*Requirement:* Copy, word for word, the lines starting with the one that contains "Where can the palm" and running through the last line, inclusive. Omit the pictures from your answer.
╭─ Data to use
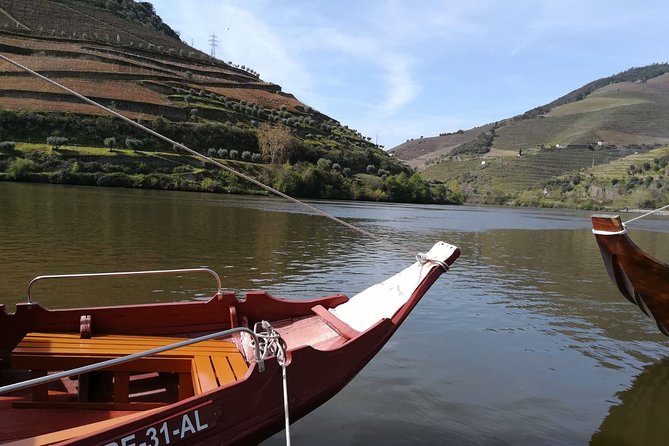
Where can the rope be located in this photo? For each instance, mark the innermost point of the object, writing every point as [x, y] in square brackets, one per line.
[208, 159]
[423, 259]
[271, 343]
[647, 214]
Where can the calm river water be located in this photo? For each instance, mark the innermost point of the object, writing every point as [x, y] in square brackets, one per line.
[524, 342]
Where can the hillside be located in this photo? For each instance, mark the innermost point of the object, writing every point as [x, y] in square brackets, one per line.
[626, 109]
[607, 122]
[120, 53]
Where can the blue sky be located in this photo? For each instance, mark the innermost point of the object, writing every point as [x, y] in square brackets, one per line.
[396, 70]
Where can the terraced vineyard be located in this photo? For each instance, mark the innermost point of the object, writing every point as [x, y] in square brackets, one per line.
[142, 71]
[619, 169]
[521, 173]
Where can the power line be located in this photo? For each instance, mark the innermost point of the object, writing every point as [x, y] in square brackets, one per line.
[213, 42]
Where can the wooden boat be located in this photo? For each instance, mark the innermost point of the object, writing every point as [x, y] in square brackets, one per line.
[642, 279]
[215, 387]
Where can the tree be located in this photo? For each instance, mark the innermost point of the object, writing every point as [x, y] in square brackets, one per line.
[274, 142]
[133, 144]
[56, 142]
[110, 143]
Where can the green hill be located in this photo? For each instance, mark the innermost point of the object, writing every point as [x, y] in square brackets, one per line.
[120, 53]
[606, 123]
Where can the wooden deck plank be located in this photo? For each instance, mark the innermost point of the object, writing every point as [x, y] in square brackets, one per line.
[60, 362]
[223, 371]
[204, 377]
[237, 364]
[30, 342]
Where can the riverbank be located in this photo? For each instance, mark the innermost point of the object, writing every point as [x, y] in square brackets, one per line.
[94, 166]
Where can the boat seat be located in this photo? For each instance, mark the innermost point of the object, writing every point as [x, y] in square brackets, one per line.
[201, 367]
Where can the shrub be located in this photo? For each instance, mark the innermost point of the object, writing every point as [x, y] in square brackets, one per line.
[133, 144]
[110, 143]
[7, 145]
[19, 168]
[117, 179]
[324, 164]
[56, 141]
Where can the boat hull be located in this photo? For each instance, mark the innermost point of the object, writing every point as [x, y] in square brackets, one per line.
[242, 412]
[642, 279]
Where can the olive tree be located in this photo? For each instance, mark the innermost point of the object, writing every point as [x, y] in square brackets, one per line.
[274, 141]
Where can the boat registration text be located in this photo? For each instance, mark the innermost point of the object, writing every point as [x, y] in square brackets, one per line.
[170, 431]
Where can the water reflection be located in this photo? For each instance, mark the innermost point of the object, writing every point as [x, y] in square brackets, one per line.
[635, 419]
[524, 341]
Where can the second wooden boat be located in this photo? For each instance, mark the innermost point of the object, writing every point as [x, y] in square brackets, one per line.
[642, 279]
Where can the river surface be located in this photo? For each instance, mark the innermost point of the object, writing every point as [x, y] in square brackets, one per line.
[524, 342]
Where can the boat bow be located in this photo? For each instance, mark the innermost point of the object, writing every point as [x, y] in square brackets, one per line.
[642, 279]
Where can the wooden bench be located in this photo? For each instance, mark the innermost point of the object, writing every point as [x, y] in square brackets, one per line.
[201, 367]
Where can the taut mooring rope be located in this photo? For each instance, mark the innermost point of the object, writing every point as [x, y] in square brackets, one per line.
[646, 214]
[208, 159]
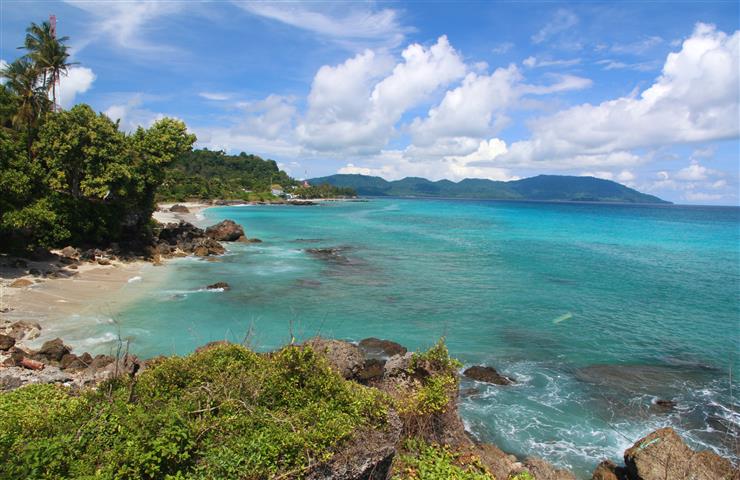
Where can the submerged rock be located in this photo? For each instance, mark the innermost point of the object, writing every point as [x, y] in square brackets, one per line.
[487, 375]
[663, 454]
[226, 231]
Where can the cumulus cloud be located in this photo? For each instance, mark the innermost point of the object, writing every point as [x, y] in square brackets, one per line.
[695, 99]
[561, 21]
[77, 80]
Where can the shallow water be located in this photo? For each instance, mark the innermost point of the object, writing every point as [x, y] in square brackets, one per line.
[596, 310]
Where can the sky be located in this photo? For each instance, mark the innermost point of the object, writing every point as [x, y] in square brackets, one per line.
[645, 93]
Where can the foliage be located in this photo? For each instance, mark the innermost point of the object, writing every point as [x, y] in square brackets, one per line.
[225, 412]
[422, 461]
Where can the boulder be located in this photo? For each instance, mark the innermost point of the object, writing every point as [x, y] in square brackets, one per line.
[608, 470]
[663, 454]
[344, 357]
[70, 252]
[53, 350]
[226, 231]
[543, 470]
[177, 208]
[219, 286]
[21, 283]
[6, 342]
[375, 346]
[487, 375]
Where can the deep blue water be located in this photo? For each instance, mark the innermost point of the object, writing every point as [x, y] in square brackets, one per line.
[596, 310]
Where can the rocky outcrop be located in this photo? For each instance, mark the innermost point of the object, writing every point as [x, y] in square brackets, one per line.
[663, 454]
[177, 208]
[374, 346]
[487, 375]
[226, 231]
[347, 359]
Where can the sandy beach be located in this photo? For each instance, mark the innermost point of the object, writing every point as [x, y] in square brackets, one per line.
[56, 291]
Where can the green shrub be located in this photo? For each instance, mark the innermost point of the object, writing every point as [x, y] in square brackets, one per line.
[422, 461]
[225, 412]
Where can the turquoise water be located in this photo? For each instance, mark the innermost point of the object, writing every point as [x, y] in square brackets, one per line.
[596, 310]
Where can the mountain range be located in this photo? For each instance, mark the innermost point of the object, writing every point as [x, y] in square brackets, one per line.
[541, 187]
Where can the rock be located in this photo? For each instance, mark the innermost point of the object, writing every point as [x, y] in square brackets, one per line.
[374, 346]
[6, 342]
[663, 454]
[543, 470]
[397, 365]
[608, 470]
[226, 231]
[70, 252]
[372, 369]
[53, 350]
[21, 283]
[487, 375]
[179, 208]
[219, 286]
[344, 357]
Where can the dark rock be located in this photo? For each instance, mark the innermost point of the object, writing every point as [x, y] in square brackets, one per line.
[53, 350]
[372, 369]
[663, 454]
[344, 357]
[487, 375]
[6, 342]
[373, 346]
[226, 231]
[608, 470]
[179, 208]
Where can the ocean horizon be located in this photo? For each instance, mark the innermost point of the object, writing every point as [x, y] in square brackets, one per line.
[596, 310]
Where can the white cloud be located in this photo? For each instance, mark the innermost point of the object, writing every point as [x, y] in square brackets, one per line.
[695, 99]
[534, 62]
[77, 80]
[350, 24]
[350, 109]
[215, 96]
[561, 21]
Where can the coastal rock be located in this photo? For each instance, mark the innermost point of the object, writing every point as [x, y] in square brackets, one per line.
[663, 454]
[177, 208]
[375, 346]
[608, 470]
[543, 470]
[6, 342]
[487, 375]
[70, 252]
[54, 350]
[21, 283]
[226, 231]
[344, 357]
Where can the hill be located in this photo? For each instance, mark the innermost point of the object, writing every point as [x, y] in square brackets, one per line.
[541, 187]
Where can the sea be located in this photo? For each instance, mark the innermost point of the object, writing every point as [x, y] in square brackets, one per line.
[596, 310]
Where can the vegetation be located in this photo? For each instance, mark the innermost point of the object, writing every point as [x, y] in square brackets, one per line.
[422, 461]
[214, 174]
[541, 187]
[225, 412]
[73, 176]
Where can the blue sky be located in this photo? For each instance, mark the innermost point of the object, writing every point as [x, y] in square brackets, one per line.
[645, 93]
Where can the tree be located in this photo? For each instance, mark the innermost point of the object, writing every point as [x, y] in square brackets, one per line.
[49, 54]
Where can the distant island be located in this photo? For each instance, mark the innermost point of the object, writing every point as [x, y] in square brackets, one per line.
[541, 187]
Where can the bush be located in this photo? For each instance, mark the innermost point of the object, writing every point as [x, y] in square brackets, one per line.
[225, 412]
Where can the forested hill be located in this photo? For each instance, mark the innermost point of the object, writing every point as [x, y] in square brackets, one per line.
[541, 187]
[213, 174]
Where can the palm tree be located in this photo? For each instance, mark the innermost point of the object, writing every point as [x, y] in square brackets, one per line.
[49, 53]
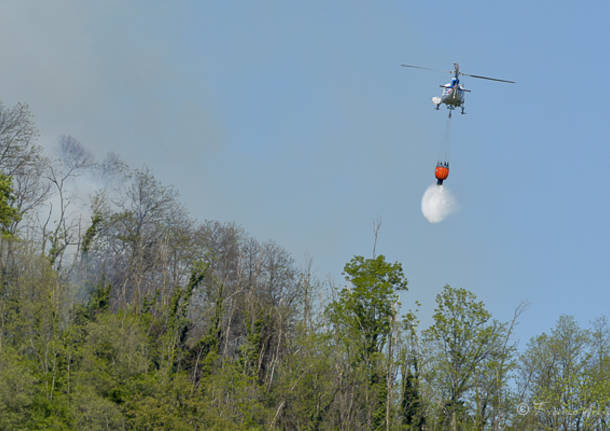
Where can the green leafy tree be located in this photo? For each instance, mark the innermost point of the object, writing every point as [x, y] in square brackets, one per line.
[362, 317]
[461, 339]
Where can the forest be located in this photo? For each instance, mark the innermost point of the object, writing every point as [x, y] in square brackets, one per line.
[119, 311]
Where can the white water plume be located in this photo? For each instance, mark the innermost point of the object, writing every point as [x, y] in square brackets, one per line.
[437, 203]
╰─
*Result for this task:*
Where can the palm tree be located in this photo? For each instance, mark the innermost point of the object, writing every point as [x, y] in square brackets, one per line.
[49, 53]
Where can the green leafy tree be located in this photo? For each instance, mark the innermost point of the object, writing every point as [x, y] in square brackets, one per line.
[362, 317]
[461, 339]
Where can the forest be located in this photo? For each instance, mark the innermost point of the object, writing every point as [x, y] in square brackets, one per line.
[119, 311]
Where can the white water plume be located in this photo? For each instance, mark the innermost point of the object, writing every point as [x, y] in square brackets, one per line.
[437, 203]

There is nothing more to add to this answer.